* **WHAT THE EXERCISE ASKS**: Reproduce the data between the lines holding "search water surface" and "[230,3,300,107]", inclusive, swapping "flying egret" for "egret in flight" and leaving everything else unchanged.

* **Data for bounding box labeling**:

↓↓↓

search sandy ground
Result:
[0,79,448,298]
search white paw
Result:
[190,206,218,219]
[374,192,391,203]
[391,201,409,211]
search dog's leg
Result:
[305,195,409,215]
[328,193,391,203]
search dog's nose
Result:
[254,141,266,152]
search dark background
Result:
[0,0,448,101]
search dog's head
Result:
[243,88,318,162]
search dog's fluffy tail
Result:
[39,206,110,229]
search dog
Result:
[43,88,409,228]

↑↑↑
↓↓↓

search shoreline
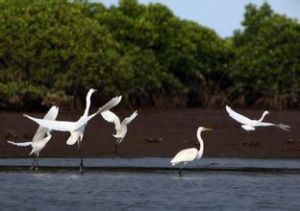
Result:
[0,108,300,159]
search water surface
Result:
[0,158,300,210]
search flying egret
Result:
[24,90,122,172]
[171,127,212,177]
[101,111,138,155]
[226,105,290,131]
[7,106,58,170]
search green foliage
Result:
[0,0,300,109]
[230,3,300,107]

↑↑↑

* **ANSWER TO THIS EXERCISE**:
search water surface
Result:
[0,158,300,210]
search egret in flight
Result:
[24,90,122,172]
[171,127,212,177]
[101,111,138,155]
[226,105,290,131]
[7,106,58,170]
search green foliage
Result:
[0,0,300,109]
[230,3,300,107]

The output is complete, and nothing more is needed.